## WORK ITEM
Extract, unchanged, every line from the top of the material below through the line with "column 40, row 19", and no more.

----- WORKING DATA

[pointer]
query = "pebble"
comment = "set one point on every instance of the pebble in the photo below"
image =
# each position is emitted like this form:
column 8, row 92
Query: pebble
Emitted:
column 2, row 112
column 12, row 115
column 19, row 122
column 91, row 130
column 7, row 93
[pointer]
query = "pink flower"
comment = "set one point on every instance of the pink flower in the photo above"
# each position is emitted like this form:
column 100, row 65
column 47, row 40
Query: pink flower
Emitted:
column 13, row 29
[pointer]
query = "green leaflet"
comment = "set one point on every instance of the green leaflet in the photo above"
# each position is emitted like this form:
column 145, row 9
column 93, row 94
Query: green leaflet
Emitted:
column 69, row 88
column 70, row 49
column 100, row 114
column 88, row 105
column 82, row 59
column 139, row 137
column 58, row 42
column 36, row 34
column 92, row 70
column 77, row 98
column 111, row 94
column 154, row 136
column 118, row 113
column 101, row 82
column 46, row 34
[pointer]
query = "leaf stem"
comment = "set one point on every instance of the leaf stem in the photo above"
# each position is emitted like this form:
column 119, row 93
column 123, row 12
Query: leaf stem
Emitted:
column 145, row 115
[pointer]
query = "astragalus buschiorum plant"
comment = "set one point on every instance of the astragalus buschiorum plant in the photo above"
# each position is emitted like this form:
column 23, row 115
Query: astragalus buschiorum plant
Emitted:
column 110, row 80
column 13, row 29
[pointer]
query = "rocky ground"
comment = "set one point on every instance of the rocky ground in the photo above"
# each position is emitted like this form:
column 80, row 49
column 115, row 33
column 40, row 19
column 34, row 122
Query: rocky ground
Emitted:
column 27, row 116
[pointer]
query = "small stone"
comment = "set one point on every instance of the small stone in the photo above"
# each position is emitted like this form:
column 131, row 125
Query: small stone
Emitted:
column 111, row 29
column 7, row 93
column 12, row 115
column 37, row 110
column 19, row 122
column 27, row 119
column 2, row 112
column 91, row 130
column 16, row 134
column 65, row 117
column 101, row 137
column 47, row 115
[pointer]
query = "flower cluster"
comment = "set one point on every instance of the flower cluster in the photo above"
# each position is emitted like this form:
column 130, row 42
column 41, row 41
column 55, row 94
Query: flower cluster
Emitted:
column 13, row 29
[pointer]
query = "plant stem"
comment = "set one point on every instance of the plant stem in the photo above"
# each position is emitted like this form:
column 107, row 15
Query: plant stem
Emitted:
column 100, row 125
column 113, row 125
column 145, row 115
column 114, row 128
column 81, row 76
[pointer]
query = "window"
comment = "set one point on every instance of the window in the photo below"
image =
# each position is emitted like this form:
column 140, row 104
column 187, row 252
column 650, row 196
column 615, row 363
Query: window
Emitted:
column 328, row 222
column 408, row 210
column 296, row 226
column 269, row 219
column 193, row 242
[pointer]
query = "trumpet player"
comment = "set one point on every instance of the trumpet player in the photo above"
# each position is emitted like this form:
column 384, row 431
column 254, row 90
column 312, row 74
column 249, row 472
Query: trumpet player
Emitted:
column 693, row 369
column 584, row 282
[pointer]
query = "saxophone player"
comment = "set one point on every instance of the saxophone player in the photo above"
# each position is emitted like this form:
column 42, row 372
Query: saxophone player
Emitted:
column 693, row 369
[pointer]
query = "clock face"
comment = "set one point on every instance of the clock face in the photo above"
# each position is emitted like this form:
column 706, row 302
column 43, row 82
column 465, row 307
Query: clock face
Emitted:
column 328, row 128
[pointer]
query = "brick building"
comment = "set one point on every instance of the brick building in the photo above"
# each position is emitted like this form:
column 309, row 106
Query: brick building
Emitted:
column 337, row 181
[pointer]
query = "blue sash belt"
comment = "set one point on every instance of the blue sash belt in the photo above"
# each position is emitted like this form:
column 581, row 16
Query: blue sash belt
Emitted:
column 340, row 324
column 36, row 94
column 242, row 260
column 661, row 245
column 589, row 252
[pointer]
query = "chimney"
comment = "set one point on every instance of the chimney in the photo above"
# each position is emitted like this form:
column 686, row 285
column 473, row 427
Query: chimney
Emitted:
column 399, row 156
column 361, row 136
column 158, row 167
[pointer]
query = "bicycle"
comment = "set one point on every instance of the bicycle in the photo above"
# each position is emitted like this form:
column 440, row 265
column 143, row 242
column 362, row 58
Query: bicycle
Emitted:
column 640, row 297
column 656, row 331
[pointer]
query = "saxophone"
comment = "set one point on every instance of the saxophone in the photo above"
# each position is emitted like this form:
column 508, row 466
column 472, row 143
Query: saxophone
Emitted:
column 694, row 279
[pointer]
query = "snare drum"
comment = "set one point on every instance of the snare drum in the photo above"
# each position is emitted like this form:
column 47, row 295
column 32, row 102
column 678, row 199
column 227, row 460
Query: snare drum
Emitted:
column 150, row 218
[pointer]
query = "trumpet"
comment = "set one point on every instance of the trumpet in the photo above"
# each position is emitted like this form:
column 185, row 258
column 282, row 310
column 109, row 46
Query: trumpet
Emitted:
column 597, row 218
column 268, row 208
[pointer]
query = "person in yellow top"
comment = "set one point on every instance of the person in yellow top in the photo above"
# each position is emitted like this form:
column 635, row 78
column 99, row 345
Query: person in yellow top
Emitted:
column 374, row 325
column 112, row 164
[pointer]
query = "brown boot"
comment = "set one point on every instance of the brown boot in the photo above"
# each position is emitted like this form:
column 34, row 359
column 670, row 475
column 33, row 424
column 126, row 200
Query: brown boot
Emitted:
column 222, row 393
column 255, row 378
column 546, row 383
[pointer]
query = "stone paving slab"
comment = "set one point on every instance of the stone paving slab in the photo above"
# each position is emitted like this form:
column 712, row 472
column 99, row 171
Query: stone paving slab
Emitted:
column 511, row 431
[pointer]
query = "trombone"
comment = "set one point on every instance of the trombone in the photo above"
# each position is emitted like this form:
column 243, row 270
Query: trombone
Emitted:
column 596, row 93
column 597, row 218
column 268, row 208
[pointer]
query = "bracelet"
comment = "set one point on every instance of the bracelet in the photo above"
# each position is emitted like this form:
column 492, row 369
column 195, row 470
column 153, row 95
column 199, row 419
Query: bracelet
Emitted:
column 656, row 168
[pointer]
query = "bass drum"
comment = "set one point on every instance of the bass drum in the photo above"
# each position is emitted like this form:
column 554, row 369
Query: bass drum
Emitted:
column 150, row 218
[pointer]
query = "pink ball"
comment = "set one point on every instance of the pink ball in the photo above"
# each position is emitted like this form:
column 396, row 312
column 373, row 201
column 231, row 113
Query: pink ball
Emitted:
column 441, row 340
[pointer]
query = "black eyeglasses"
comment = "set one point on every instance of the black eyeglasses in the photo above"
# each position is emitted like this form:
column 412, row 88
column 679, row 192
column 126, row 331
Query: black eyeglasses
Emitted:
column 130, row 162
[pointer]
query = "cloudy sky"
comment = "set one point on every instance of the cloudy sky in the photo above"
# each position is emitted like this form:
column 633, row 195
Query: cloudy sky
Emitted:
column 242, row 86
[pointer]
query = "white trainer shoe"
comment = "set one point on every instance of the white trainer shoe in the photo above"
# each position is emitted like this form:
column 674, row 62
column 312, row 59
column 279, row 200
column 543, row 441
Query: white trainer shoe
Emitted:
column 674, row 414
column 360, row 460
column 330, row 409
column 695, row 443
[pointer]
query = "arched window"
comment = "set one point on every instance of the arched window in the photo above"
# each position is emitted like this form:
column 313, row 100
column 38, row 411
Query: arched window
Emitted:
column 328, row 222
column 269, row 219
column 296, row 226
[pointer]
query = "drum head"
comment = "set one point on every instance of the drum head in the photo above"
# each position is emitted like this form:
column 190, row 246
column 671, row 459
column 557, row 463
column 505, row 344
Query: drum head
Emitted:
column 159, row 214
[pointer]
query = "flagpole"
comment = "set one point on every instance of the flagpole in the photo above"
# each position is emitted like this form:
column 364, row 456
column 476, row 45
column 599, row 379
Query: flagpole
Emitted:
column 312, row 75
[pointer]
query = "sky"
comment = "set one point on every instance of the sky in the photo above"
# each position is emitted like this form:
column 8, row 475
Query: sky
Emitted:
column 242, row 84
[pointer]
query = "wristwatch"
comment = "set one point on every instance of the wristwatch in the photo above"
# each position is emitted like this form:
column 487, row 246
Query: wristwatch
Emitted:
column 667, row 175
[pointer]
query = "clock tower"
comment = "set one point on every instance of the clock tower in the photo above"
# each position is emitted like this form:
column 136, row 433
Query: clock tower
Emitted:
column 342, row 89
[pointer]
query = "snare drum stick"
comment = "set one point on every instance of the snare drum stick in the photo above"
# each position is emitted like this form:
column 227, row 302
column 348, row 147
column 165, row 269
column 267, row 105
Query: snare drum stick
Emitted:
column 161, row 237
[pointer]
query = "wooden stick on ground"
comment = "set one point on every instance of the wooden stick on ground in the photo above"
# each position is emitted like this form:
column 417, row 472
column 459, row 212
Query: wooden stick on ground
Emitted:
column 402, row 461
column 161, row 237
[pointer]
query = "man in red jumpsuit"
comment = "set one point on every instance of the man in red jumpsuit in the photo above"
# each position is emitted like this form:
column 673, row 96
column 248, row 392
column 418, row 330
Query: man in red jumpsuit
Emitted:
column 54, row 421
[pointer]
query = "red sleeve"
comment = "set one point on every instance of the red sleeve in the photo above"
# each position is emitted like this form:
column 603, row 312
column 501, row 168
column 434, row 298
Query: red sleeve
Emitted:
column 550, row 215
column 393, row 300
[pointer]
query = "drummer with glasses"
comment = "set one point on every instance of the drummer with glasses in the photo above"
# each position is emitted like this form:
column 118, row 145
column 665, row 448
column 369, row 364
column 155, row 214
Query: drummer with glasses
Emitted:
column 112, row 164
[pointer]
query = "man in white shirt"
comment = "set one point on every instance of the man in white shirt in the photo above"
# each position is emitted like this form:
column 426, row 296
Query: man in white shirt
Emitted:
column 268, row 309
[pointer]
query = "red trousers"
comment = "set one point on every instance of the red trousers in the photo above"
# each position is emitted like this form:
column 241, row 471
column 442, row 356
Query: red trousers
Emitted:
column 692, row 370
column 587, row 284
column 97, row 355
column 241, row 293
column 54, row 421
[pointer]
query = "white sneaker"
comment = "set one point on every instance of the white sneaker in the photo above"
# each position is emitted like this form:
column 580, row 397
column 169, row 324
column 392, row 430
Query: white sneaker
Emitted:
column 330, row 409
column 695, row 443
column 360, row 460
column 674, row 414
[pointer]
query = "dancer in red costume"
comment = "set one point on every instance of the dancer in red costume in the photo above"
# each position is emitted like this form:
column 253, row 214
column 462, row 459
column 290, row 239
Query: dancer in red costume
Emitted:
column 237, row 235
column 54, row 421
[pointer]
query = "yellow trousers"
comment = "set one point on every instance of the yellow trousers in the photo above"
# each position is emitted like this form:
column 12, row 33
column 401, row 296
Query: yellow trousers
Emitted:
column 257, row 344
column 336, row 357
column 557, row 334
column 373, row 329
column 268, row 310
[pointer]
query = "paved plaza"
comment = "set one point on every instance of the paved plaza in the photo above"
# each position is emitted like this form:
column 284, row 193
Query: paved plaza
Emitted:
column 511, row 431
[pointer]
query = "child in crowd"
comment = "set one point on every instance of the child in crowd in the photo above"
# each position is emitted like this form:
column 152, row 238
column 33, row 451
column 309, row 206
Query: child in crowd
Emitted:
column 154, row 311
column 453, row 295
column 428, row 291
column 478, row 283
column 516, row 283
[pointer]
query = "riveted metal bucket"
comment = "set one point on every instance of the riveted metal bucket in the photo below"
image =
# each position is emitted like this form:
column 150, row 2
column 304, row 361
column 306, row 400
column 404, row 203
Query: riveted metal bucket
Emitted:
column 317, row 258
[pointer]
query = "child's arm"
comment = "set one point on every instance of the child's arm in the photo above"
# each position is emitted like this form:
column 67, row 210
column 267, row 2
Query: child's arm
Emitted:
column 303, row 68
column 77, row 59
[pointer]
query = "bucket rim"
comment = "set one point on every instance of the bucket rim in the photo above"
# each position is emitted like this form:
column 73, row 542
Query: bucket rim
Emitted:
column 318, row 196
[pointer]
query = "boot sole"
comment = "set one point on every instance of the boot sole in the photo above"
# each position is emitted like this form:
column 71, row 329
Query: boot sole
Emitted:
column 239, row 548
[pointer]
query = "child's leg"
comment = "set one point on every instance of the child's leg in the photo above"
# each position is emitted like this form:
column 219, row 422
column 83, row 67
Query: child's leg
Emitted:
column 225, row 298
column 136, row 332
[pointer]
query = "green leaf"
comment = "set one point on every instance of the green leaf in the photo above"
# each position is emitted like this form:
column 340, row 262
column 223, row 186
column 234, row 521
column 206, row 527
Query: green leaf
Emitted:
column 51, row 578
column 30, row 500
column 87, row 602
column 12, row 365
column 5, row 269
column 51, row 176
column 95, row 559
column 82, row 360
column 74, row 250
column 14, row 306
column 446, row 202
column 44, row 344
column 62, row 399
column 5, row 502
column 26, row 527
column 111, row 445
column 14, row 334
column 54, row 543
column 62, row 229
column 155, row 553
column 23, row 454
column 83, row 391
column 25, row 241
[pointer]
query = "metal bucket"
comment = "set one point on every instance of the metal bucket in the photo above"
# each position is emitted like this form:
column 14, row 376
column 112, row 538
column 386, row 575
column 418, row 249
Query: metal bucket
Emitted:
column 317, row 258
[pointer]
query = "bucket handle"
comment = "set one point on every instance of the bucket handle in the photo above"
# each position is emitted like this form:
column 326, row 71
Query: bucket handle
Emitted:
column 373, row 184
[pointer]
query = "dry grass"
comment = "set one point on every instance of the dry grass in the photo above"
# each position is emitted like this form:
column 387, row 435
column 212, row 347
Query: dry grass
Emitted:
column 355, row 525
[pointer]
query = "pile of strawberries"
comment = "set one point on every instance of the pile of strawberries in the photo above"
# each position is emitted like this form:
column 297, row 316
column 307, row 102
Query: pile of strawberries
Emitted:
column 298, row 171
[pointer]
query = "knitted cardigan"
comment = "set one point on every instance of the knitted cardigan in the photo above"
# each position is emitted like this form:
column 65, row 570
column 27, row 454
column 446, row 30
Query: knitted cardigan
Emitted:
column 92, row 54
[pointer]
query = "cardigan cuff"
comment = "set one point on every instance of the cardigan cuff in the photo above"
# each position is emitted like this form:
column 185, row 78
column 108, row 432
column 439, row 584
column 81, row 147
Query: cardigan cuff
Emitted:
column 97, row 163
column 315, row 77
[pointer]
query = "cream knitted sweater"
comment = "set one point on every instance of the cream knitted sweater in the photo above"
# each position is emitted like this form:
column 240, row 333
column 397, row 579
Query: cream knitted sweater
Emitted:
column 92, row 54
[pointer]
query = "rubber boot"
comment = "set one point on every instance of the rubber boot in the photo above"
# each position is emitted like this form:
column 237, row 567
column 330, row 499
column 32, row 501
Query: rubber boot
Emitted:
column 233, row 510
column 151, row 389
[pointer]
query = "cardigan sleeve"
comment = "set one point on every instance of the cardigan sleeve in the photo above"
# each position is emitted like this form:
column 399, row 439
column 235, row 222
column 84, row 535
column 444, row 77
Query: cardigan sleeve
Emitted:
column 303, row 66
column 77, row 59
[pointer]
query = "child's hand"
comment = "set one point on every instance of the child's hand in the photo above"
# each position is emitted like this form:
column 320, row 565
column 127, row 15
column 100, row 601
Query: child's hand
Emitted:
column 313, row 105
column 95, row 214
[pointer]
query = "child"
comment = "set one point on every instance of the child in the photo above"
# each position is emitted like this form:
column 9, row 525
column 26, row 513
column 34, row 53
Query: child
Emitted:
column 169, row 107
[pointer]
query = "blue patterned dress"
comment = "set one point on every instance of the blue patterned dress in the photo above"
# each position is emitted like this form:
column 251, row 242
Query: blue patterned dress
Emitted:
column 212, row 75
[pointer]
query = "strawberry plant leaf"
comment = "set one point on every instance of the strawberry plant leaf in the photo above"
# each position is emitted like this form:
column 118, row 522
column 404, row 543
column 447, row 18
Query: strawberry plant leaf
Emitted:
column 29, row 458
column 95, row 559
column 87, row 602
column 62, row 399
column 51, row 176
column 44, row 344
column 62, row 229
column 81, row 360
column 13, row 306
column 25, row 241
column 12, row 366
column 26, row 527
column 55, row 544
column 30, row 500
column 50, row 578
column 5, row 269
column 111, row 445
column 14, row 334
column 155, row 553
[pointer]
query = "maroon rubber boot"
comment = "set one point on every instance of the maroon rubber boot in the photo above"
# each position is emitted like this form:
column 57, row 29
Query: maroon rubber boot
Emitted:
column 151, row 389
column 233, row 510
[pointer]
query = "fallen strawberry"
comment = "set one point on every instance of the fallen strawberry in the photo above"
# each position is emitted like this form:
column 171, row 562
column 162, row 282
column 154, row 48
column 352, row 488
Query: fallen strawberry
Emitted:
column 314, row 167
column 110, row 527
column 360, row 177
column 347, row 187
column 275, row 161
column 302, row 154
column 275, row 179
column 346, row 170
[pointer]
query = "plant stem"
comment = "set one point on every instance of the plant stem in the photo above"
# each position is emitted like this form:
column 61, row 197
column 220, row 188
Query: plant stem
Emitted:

----------

## PROBLEM SOLUTION
[pointer]
query = "pebble"
comment = "set one point on every instance of the pebble in the photo below"
image =
# each position is emitted like this form:
column 8, row 92
Query: pebble
Emitted:
column 2, row 112
column 12, row 115
column 19, row 122
column 91, row 130
column 7, row 93
[pointer]
query = "pink flower"
comment = "set one point on every instance of the pink flower in the photo above"
# each position is emitted like this form:
column 100, row 65
column 47, row 40
Query: pink flower
Emitted:
column 13, row 29
[pointer]
query = "green leaflet"
comment = "set one point on every instance of the green leaflet in the photo above"
# each position is emitted like this form:
column 145, row 9
column 93, row 94
Query: green leaflet
Emitted:
column 69, row 88
column 70, row 49
column 100, row 114
column 88, row 105
column 82, row 59
column 139, row 137
column 58, row 42
column 36, row 34
column 92, row 70
column 77, row 98
column 111, row 94
column 154, row 136
column 118, row 113
column 101, row 82
column 46, row 34
[pointer]
query = "leaf stem"
comment = "set one point on every instance of the leaf stem in the photo above"
# each position is emitted like this form:
column 119, row 93
column 123, row 12
Query: leaf stem
Emitted:
column 145, row 115
[pointer]
query = "astragalus buschiorum plant"
comment = "set one point on every instance of the astragalus buschiorum plant in the photo above"
# each position is emitted like this form:
column 23, row 115
Query: astragalus buschiorum plant
Emitted:
column 110, row 80
column 13, row 29
[pointer]
query = "rocky ground"
comment = "set one point on every instance of the rocky ground in the photo above"
# each position is emitted like this form:
column 80, row 49
column 115, row 33
column 40, row 19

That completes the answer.